[Saved entries]
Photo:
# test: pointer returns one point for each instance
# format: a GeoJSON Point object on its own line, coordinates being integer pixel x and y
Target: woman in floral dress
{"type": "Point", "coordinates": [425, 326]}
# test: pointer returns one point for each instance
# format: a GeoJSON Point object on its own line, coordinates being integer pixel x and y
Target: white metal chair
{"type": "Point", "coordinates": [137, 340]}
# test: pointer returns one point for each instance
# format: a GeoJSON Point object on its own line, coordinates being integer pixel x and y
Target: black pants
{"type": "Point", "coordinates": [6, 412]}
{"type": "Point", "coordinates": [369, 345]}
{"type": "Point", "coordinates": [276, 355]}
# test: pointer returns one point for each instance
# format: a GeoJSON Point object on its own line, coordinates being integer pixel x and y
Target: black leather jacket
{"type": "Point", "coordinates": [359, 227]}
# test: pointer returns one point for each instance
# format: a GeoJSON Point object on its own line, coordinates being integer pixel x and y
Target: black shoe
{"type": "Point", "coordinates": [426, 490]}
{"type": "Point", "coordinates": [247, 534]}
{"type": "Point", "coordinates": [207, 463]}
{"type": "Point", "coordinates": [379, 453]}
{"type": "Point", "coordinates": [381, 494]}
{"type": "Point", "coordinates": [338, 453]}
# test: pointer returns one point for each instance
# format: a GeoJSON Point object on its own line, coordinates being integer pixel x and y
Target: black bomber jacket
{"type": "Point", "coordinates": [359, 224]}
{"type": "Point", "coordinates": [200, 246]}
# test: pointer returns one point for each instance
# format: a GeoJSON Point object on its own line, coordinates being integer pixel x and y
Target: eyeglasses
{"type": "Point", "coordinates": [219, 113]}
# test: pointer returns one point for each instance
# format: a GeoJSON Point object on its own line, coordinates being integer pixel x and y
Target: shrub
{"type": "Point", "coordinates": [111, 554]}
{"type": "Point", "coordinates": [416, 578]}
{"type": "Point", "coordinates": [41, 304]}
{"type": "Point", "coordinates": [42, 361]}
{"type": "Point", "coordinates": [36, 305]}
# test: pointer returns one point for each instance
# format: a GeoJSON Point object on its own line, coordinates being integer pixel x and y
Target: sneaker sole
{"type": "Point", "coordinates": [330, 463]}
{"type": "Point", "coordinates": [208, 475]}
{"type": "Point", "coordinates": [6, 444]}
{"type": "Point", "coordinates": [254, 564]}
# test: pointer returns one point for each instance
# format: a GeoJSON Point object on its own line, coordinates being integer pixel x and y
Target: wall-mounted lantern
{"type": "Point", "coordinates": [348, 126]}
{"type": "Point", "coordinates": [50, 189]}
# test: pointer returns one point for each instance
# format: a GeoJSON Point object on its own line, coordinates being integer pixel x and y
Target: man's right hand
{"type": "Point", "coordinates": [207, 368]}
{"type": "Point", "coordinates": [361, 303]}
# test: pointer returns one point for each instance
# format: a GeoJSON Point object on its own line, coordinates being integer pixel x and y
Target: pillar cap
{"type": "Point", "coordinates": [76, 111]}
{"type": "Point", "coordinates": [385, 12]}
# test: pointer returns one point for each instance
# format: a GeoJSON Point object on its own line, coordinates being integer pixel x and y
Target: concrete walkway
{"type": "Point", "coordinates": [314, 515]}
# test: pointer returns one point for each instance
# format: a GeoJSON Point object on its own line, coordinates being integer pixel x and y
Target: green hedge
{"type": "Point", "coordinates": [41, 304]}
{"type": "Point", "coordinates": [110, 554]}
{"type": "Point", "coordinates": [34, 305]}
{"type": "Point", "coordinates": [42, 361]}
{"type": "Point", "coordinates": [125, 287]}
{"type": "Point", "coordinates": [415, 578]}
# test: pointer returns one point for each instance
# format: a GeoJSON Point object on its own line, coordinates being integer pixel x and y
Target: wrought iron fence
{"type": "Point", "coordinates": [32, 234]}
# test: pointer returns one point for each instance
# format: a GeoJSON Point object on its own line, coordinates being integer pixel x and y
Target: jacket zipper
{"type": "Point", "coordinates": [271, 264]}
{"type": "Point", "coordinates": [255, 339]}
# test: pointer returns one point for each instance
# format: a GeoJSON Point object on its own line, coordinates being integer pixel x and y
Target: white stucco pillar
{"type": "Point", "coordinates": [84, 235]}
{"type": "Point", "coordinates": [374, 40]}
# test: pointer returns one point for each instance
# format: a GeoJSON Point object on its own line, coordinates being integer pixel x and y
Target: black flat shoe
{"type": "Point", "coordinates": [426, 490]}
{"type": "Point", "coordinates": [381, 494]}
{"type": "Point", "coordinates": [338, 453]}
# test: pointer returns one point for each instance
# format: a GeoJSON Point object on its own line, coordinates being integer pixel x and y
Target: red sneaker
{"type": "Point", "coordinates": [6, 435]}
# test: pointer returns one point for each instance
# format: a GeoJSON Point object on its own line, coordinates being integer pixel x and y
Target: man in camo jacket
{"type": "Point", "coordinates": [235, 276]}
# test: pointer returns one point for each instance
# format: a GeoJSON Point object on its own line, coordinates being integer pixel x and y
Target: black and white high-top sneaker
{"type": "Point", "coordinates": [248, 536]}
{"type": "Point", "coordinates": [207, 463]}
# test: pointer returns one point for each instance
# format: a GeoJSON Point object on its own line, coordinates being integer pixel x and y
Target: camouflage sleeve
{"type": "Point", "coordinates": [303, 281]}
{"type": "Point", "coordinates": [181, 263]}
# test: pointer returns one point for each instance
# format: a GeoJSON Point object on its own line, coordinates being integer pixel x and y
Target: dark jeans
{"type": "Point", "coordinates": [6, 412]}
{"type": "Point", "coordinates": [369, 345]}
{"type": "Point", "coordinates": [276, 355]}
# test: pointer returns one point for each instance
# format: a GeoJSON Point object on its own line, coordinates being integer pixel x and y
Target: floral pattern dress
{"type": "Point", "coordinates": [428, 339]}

> [TASK DETAILS]
The answer should contain every line of the data, unchanged.

> [ANSWER TO THIS TASK]
Photo:
# test: pointer returns one point for each instance
# format: a GeoJSON Point object on its own line, coordinates being integer pixel x and y
Target: woman in floral dress
{"type": "Point", "coordinates": [425, 326]}
# test: pointer returns one point for each instance
# format: a GeoJSON Point object on its own line, coordinates being integer pixel x and y
Target: white metal chair
{"type": "Point", "coordinates": [137, 340]}
# test: pointer returns one point for each instance
# format: a GeoJSON Point object on its own line, coordinates being integer pixel x and y
Target: black pants
{"type": "Point", "coordinates": [6, 412]}
{"type": "Point", "coordinates": [369, 345]}
{"type": "Point", "coordinates": [276, 355]}
# test: pointer returns one point for each instance
# format: a GeoJSON Point object on its own line, coordinates being integer pixel x and y
Target: black leather jacket
{"type": "Point", "coordinates": [359, 227]}
# test: pointer returns one point for each instance
# format: a GeoJSON Point object on its own line, coordinates being integer pixel x and y
Target: black shoe
{"type": "Point", "coordinates": [426, 490]}
{"type": "Point", "coordinates": [247, 534]}
{"type": "Point", "coordinates": [207, 463]}
{"type": "Point", "coordinates": [379, 453]}
{"type": "Point", "coordinates": [381, 494]}
{"type": "Point", "coordinates": [338, 453]}
# test: pointer returns one point for each instance
# format: a GeoJSON Point object on its own line, coordinates being integer pixel x and y
Target: black bomber jacket
{"type": "Point", "coordinates": [359, 224]}
{"type": "Point", "coordinates": [200, 246]}
# test: pointer returns one point for each instance
# format: a GeoJSON Point object on its own line, coordinates being integer pixel x and y
Target: eyeglasses
{"type": "Point", "coordinates": [219, 113]}
# test: pointer returns one point for each instance
# format: a GeoJSON Point object on its own line, coordinates being integer pixel x and y
Target: shrub
{"type": "Point", "coordinates": [111, 554]}
{"type": "Point", "coordinates": [416, 578]}
{"type": "Point", "coordinates": [41, 304]}
{"type": "Point", "coordinates": [42, 361]}
{"type": "Point", "coordinates": [36, 305]}
# test: pointer returns one point for each instance
# format: a GeoJSON Point object on its own line, coordinates being integer pixel x and y
Target: sneaker sole
{"type": "Point", "coordinates": [330, 463]}
{"type": "Point", "coordinates": [208, 475]}
{"type": "Point", "coordinates": [6, 444]}
{"type": "Point", "coordinates": [254, 564]}
# test: pointer returns one point for each instance
# format: a GeoJSON Point object on its own line, coordinates being integer pixel x and y
Target: wall-mounted lantern
{"type": "Point", "coordinates": [348, 126]}
{"type": "Point", "coordinates": [50, 189]}
# test: pointer returns one point for each instance
# format: a GeoJSON Point object on its own line, coordinates being integer pixel x and y
Target: man's right hand
{"type": "Point", "coordinates": [207, 368]}
{"type": "Point", "coordinates": [361, 303]}
# test: pointer returns one point for each instance
# format: a GeoJSON Point object on its own line, coordinates being integer pixel x and y
Target: pillar cap
{"type": "Point", "coordinates": [76, 111]}
{"type": "Point", "coordinates": [385, 12]}
# test: pointer returns one point for each instance
# format: a GeoJSON Point object on its own line, coordinates being integer pixel x and y
Target: concrete walkway
{"type": "Point", "coordinates": [314, 515]}
# test: pointer returns one point for each instance
# format: a GeoJSON Point object on its own line, coordinates being integer pixel x and y
Target: green hedge
{"type": "Point", "coordinates": [41, 304]}
{"type": "Point", "coordinates": [110, 554]}
{"type": "Point", "coordinates": [34, 305]}
{"type": "Point", "coordinates": [42, 361]}
{"type": "Point", "coordinates": [125, 287]}
{"type": "Point", "coordinates": [415, 578]}
# test: pointer returns one point for each instance
# format: a GeoJSON Point object on its own line, coordinates being integer pixel x and y
Target: wrought iron fence
{"type": "Point", "coordinates": [32, 234]}
# test: pointer returns one point for each instance
# format: a GeoJSON Point object on its own line, coordinates being integer pixel x and y
Target: jacket zipper
{"type": "Point", "coordinates": [271, 264]}
{"type": "Point", "coordinates": [255, 339]}
# test: pointer returns one point for each instance
# format: a GeoJSON Point object on its own line, coordinates being integer pixel x and y
Target: white stucco pillar
{"type": "Point", "coordinates": [84, 235]}
{"type": "Point", "coordinates": [374, 40]}
# test: pointer returns one point for each instance
# format: a GeoJSON Point object on its own line, coordinates being integer pixel x and y
Target: black flat shoe
{"type": "Point", "coordinates": [426, 490]}
{"type": "Point", "coordinates": [381, 494]}
{"type": "Point", "coordinates": [338, 453]}
# test: pointer returns one point for each instance
# format: a GeoJSON Point object on its own line, coordinates being integer pixel x and y
Target: red sneaker
{"type": "Point", "coordinates": [6, 435]}
# test: pointer returns one point for each instance
# format: a GeoJSON Point object on its own line, coordinates being integer pixel x and y
Target: man in camo jacket
{"type": "Point", "coordinates": [235, 276]}
# test: pointer returns one point for each instance
# format: a GeoJSON Point object on its own line, coordinates being integer pixel x and y
Target: black and white high-top sneaker
{"type": "Point", "coordinates": [248, 536]}
{"type": "Point", "coordinates": [207, 463]}
# test: pointer returns one point for each instance
# format: a GeoJSON Point object on its own line, coordinates being integer pixel x and y
Target: camouflage sleeve
{"type": "Point", "coordinates": [303, 281]}
{"type": "Point", "coordinates": [181, 263]}
# test: pointer returns one point for each instance
# format: a GeoJSON Point object on its own line, coordinates being integer pixel x and y
Target: dark jeans
{"type": "Point", "coordinates": [6, 412]}
{"type": "Point", "coordinates": [369, 345]}
{"type": "Point", "coordinates": [276, 355]}
# test: pointer returns one point for each instance
# format: a GeoJSON Point object on its own line, coordinates being integer pixel x and y
Target: floral pattern dress
{"type": "Point", "coordinates": [428, 339]}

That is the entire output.